**Brief:** Rewrite the passage of the case summary between "- Appellant was" and "restoration of competency.", inclusive, putting "facility director" in place of "head of the facility".

**Document:**
Hermilo Moralez v. State
2014 Tex. App. LEXIS 12037
| Tex. App. | 2014Background
- In Nov. 2010 appellant Hermilo Moralez was arrested after leading police to the victim’s body and charged with murder; trial resulted in a life sentence.
- Appellant was adjudicated incompetent to stand trial in Oct. 2011, committed for treatment, and later returned to the committing court after the head of the facility reported restoration of competency.
- Appellant requested a jury hearing on competency; the jury found him competent on Nov. 14, 2012, and the trial court signed an Order Finding Competency on Nov. 15, 2012.
- At trial appellant admitted killing the victim but claimed self-defense; the jury rejected self-defense, convicted him of murder, and assessed life imprisonment.
- Appellant raised seven appellate issues: (1) burden and adequacy of judicial determination of restored competency, (2) sufficiency of evidence of competency, (3) denial of motion to suppress, (4) failure to disprove self-defense, (5) admission of photos/DVD, (6) admission of extraneous-offense evidence, and (7) exclusion of the prior Agreed Judgment of Incompetency at punishment.
Issues
| Issue | Moralez's Argument | State's Argument | Held |
|---|---|---|---|
| Competency judicial determination & burden | Trial court didn’t make a judicial restoration of competency and State should have to prove competency beyond a reasonable doubt after prior adjudication | Trial court signed competency order before resuming proceedings; facility head opined restoration so statute presumes competency and shifts burden to Moralez to prove continuing incompetency by preponderance | Overruled — court found judicial determination (Nov. 15 order) and applied art. 46B.113(d) presumption; Moralez bore preponderance burden |
| Sufficiency of competency evidence | Evidence insufficient to prove competence; jury charge misstated burden | Multiple experts and jail staff testified appellant was competent; burden was correctly placed on Moralez given facility head’s opinion | Overruled — expert and lay testimony supported jury verdict of competence |
| Motion to suppress statements/evidence | Statements and derivative evidence were unlawfully admitted | Any error was harmless because Moralez testified at guilt-innocence and was not compelled to do so to rebut suppressed evidence | Overruled — admission (if error) harmless; appellant did not show his testimony was compelled |
| Self-defense | Appellant testified he was choked and reasonably feared death, so guilty verdict inconsistent | State produced evidence of severe, multiple fatal injuries, post-offense concealment, and prior threats; jury free to disbelieve self-defense claim | Overruled — viewing evidence favorably to verdict, rational jury could reject self-defense and find required intent |
| Photographs/DVD admission (Rule 403) | Photographs/DVD were overly prejudicial and gruesome | Photos and DVD were relevant to injuries/crime scene; not more gruesome than scene; limited in number and probative value outweighed prejudice | Overruled — trial court did not abuse discretion admitting exhibits |
| Extraneous-offense testimony (404(b)/403) | Testimony about threats/preparation was unduly prejudicial | Testimony was relevant to intent, plan, and rebutting self-defense; probative value outweighed prejudice | Overruled — trial court acted within discretion admitting testimony |
| Exclusion of prior Agreed Judgment at punishment | The October 2011 Agreed Judgment of Incompetency was mitigating and should have been admitted | The jury already heard extensive psychiatric testimony and knew of prior incompetency; exclusion was harmless | Overruled — exclusion harmless because jury was informed of incompetency through testimony |
Key Cases Cited
- Bradford v. State, 172 S.W.3d 1 (Tex. App. 2005) (trial court must make judicial determination of restored competency before resuming proceedings)

**Excerpted records:**
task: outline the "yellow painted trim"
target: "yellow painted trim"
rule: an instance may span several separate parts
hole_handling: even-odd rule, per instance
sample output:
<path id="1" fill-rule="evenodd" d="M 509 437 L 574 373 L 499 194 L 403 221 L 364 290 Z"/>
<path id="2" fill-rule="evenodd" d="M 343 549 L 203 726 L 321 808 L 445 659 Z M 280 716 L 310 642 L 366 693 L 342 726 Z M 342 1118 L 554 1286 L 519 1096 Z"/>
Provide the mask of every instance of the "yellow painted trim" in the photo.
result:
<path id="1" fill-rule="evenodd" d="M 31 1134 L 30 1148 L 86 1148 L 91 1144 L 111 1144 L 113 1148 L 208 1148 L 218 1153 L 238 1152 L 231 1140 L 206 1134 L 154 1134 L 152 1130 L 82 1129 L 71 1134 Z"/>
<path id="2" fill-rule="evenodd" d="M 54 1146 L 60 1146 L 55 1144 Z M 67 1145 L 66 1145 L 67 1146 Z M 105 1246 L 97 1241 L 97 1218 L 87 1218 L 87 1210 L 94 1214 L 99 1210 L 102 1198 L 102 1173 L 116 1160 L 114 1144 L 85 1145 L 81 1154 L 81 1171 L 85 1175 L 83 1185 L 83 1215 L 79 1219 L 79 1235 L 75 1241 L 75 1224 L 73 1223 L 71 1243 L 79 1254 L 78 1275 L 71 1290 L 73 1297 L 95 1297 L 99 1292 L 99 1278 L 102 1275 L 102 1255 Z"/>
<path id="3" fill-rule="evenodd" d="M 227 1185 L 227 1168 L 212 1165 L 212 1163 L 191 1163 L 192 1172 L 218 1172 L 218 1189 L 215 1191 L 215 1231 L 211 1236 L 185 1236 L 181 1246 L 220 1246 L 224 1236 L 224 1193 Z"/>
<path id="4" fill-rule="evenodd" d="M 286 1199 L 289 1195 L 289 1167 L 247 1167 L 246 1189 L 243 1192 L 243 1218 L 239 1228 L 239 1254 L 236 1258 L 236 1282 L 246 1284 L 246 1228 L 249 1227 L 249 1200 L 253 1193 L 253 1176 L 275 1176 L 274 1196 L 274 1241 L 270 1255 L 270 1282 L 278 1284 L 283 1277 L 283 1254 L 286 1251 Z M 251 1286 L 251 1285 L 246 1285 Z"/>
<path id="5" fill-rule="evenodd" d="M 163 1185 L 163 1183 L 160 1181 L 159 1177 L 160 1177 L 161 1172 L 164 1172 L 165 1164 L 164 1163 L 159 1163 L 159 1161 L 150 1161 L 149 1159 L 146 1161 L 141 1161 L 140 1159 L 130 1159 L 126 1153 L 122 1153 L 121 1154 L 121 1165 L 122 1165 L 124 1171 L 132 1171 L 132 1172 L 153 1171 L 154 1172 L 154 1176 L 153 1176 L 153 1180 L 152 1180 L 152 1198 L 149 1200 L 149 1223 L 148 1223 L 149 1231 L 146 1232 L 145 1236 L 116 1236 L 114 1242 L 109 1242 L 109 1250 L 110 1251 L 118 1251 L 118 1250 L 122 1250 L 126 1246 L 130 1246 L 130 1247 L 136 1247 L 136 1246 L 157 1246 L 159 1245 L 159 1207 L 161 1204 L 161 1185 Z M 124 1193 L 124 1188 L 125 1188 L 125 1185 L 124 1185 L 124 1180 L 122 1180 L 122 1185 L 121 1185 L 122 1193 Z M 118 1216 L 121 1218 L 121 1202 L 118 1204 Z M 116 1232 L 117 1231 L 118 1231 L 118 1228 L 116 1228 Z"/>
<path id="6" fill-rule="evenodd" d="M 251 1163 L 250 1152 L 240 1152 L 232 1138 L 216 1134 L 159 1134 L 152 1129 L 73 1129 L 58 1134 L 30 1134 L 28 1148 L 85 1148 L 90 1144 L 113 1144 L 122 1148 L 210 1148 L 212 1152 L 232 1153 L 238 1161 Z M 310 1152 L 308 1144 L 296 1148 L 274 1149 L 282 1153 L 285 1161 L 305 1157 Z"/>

**Answer:**
- Appellant was adjudicated incompetent to stand trial in Oct. 2011, committed for treatment, and later returned to the committing court after the facility director reported restoration of competency.